[Begin]

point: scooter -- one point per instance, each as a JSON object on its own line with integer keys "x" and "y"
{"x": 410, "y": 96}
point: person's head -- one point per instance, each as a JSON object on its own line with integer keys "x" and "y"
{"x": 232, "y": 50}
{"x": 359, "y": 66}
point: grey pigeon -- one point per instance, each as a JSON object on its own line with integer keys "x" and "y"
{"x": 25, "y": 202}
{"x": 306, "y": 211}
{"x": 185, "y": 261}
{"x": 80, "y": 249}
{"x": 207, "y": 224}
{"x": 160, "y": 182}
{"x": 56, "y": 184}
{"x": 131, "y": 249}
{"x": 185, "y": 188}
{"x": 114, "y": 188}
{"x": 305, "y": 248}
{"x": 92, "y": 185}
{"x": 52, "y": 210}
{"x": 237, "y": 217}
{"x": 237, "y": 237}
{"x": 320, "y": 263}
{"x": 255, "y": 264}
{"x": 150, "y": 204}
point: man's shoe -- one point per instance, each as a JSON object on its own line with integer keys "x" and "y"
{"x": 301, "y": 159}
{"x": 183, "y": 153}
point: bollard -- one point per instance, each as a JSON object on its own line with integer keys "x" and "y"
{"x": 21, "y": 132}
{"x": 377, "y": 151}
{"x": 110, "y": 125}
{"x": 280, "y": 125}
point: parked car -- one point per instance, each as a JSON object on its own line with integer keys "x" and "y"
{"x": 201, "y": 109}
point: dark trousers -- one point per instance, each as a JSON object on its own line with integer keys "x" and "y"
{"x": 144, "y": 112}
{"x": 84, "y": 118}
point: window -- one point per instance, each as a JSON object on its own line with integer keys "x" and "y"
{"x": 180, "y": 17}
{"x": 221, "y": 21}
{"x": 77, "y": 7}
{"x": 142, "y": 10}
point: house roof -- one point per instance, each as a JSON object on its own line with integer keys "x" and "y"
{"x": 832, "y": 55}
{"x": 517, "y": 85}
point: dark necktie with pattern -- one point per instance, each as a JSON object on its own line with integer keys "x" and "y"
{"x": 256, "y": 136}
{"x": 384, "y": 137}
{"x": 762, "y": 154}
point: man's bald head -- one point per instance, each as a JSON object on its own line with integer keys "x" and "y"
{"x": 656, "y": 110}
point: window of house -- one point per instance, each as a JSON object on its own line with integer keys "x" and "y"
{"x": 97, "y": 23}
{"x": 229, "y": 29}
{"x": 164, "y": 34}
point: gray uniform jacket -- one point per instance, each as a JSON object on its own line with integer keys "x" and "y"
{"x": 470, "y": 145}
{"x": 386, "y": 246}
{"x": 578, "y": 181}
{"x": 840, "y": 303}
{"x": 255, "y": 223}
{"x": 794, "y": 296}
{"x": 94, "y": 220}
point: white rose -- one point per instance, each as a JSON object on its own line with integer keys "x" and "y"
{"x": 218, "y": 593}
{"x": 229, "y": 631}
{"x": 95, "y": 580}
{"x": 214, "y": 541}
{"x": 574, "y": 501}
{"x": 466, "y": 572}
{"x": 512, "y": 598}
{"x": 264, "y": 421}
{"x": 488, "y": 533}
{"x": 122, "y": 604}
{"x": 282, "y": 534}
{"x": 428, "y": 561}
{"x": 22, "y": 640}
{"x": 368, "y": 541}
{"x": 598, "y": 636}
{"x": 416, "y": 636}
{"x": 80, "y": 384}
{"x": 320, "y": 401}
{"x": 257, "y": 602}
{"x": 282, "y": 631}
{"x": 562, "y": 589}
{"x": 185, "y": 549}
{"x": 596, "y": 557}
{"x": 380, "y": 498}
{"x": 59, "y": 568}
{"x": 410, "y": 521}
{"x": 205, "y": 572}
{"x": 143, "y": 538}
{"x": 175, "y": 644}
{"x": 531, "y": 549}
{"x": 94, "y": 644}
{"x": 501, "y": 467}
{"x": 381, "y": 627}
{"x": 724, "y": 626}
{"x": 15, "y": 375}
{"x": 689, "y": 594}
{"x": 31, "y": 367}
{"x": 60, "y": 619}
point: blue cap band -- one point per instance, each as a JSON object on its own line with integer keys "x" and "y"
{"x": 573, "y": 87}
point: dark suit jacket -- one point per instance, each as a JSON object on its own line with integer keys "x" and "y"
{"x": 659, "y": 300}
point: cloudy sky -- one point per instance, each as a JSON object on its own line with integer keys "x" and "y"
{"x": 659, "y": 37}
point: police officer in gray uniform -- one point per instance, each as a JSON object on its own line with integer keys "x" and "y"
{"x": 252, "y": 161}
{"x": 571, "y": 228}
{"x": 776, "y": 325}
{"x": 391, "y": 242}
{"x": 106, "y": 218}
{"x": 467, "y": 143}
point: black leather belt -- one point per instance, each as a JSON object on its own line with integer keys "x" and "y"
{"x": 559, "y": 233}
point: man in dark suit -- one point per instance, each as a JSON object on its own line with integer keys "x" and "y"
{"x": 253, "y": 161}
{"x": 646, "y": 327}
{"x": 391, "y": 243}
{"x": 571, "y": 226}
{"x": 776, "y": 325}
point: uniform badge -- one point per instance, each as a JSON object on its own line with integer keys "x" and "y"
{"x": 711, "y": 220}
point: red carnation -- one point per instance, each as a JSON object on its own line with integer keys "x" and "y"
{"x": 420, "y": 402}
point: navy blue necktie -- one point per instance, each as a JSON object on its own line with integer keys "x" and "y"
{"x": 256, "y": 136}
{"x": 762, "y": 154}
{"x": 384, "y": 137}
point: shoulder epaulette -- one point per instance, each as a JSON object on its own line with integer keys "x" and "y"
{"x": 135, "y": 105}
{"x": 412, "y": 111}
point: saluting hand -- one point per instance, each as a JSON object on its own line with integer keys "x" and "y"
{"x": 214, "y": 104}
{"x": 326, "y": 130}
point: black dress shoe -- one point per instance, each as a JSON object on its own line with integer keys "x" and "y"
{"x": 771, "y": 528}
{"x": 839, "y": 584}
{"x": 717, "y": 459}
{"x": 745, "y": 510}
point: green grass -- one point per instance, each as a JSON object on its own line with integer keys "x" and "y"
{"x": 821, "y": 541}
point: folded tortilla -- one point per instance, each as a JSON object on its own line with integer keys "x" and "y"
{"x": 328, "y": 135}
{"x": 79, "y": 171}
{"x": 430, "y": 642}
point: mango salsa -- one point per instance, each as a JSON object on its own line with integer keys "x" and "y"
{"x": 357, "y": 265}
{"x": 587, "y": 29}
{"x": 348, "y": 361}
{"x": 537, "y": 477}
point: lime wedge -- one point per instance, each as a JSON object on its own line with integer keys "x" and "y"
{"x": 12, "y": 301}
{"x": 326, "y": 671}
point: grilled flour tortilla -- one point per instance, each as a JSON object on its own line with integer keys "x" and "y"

[End]

(EXERCISE DETAILS): Update every item above so that "integer keys" reads "whole-number keys" wherever it occurs, and leave everything else unchanged.

(ANSWER FOR THIS EXERCISE):
point: scooter -- one point per instance, each as a JSON object on its own line with whole-number keys "x" and "y"
{"x": 410, "y": 96}
point: person's head -- one point per instance, each as a JSON object on its own line with whole-number keys "x" and "y"
{"x": 232, "y": 50}
{"x": 359, "y": 66}
point: grey pigeon -- one point per instance, each as a JSON object on its own line with whole-number keys "x" and "y"
{"x": 25, "y": 202}
{"x": 306, "y": 211}
{"x": 185, "y": 261}
{"x": 80, "y": 249}
{"x": 207, "y": 224}
{"x": 160, "y": 182}
{"x": 56, "y": 184}
{"x": 131, "y": 249}
{"x": 185, "y": 188}
{"x": 114, "y": 188}
{"x": 305, "y": 248}
{"x": 92, "y": 185}
{"x": 52, "y": 210}
{"x": 237, "y": 217}
{"x": 237, "y": 237}
{"x": 320, "y": 263}
{"x": 255, "y": 264}
{"x": 150, "y": 204}
point: man's shoe -- one point per instance, each as a JSON object on its own line with whole-number keys "x" and "y"
{"x": 301, "y": 159}
{"x": 183, "y": 153}
point: bollard -- one point per instance, each as a JSON object on its own line with whole-number keys "x" and "y"
{"x": 21, "y": 132}
{"x": 377, "y": 151}
{"x": 110, "y": 125}
{"x": 280, "y": 125}
point: parked car -- one point per instance, each as a JSON object on its own line with whole-number keys "x" and "y"
{"x": 201, "y": 109}
point: dark trousers -- one point per instance, each as a JSON object on its own line with whole-number keys "x" and "y"
{"x": 144, "y": 112}
{"x": 84, "y": 118}
point: window -- one point per instance, each as a JSON object on its own line with whole-number keys "x" and "y"
{"x": 180, "y": 17}
{"x": 221, "y": 21}
{"x": 77, "y": 7}
{"x": 142, "y": 10}
point: house roof -- one point per instance, each as a JSON object on its own line with whole-number keys "x" and "y"
{"x": 832, "y": 55}
{"x": 517, "y": 85}
point: dark necktie with pattern -- one point per instance, each as a JSON object on its own line with whole-number keys "x" and "y"
{"x": 256, "y": 136}
{"x": 384, "y": 137}
{"x": 762, "y": 154}
point: man's bald head -- one point per instance, each as a JSON object on its own line with whole-number keys "x" and "y"
{"x": 656, "y": 110}
point: window of house -- one point per instance, each as a JSON object on its own line with whole-number keys "x" and "y"
{"x": 97, "y": 23}
{"x": 229, "y": 29}
{"x": 164, "y": 34}
point: gray uniform jacket -- one point per instance, each as a JSON object on its own line with whole-number keys "x" and "y"
{"x": 470, "y": 145}
{"x": 386, "y": 246}
{"x": 578, "y": 181}
{"x": 840, "y": 303}
{"x": 255, "y": 223}
{"x": 794, "y": 296}
{"x": 94, "y": 220}
point: white rose -- one point per instance, each as a JSON object on its own line with whole-number keys "x" and "y"
{"x": 218, "y": 593}
{"x": 229, "y": 631}
{"x": 95, "y": 580}
{"x": 214, "y": 541}
{"x": 574, "y": 501}
{"x": 466, "y": 572}
{"x": 512, "y": 598}
{"x": 264, "y": 421}
{"x": 488, "y": 533}
{"x": 122, "y": 604}
{"x": 282, "y": 534}
{"x": 428, "y": 561}
{"x": 22, "y": 640}
{"x": 368, "y": 541}
{"x": 598, "y": 636}
{"x": 416, "y": 636}
{"x": 80, "y": 384}
{"x": 320, "y": 401}
{"x": 257, "y": 602}
{"x": 282, "y": 631}
{"x": 562, "y": 589}
{"x": 185, "y": 549}
{"x": 596, "y": 557}
{"x": 380, "y": 498}
{"x": 59, "y": 568}
{"x": 410, "y": 521}
{"x": 205, "y": 572}
{"x": 143, "y": 538}
{"x": 175, "y": 644}
{"x": 531, "y": 549}
{"x": 94, "y": 644}
{"x": 501, "y": 467}
{"x": 381, "y": 627}
{"x": 724, "y": 626}
{"x": 15, "y": 375}
{"x": 689, "y": 594}
{"x": 31, "y": 367}
{"x": 60, "y": 619}
point: blue cap band -- one point per instance, each as a JSON object on its own line with whole-number keys "x" and "y"
{"x": 573, "y": 87}
point: dark suit jacket -- one point per instance, each as a JSON object on its own line with whole-number keys "x" and "y"
{"x": 659, "y": 300}
point: cloudy sky -- one point per instance, each as a JSON object on its own line with whole-number keys "x" and "y"
{"x": 659, "y": 37}
point: police officer in gray uniform -- one point per instance, each as a JSON object on its own line with whole-number keys "x" and "y"
{"x": 252, "y": 161}
{"x": 571, "y": 228}
{"x": 776, "y": 325}
{"x": 391, "y": 242}
{"x": 106, "y": 218}
{"x": 467, "y": 143}
point: black leather belt -- one point per instance, each as a JSON object on its own line with whole-number keys "x" and "y"
{"x": 559, "y": 233}
point: man in dark suit -- one point per instance, each as a JSON object on its own line with whole-number keys "x" and "y"
{"x": 253, "y": 161}
{"x": 646, "y": 327}
{"x": 391, "y": 243}
{"x": 571, "y": 226}
{"x": 776, "y": 325}
point: uniform badge -- one point per instance, each as a JSON object on its own line with whole-number keys "x" and "y"
{"x": 711, "y": 220}
point: red carnation -- one point per instance, each as a JSON object on its own line with whole-number keys "x" and "y"
{"x": 420, "y": 402}
point: navy blue necktie -- one point per instance, each as a JSON object on its own line with whole-number keys "x" and "y"
{"x": 256, "y": 136}
{"x": 762, "y": 154}
{"x": 384, "y": 137}
point: shoulder epaulette -- one point per instance, each as a JSON object on its own line with whole-number keys "x" and "y"
{"x": 135, "y": 105}
{"x": 412, "y": 111}
point: saluting hand -- one point per instance, each as a JSON object on its own line with whole-number keys "x" and "y"
{"x": 214, "y": 104}
{"x": 326, "y": 130}
point: black dress shoe -- one point per instance, each as a JSON object on its own line with whole-number keys "x" and "y"
{"x": 771, "y": 528}
{"x": 839, "y": 584}
{"x": 717, "y": 459}
{"x": 745, "y": 510}
point: green grass -- one point per instance, each as a JSON object on its own line with whole-number keys "x" and "y"
{"x": 821, "y": 541}
point: folded tortilla -- one point per instance, each as a JSON object on its own line with whole-number keys "x" and "y"
{"x": 328, "y": 135}
{"x": 79, "y": 171}
{"x": 430, "y": 642}
point: mango salsa -- one point per instance, each as a JSON object on its own line with whole-number keys "x" and "y"
{"x": 357, "y": 265}
{"x": 587, "y": 29}
{"x": 348, "y": 361}
{"x": 537, "y": 477}
point: lime wedge -- one point per instance, each as a JSON object on its own line with whole-number keys "x" and "y"
{"x": 12, "y": 301}
{"x": 326, "y": 671}
point: grilled flour tortilla -- one point per instance, each as a JSON object on its own line with whole-number keys "x" and "y"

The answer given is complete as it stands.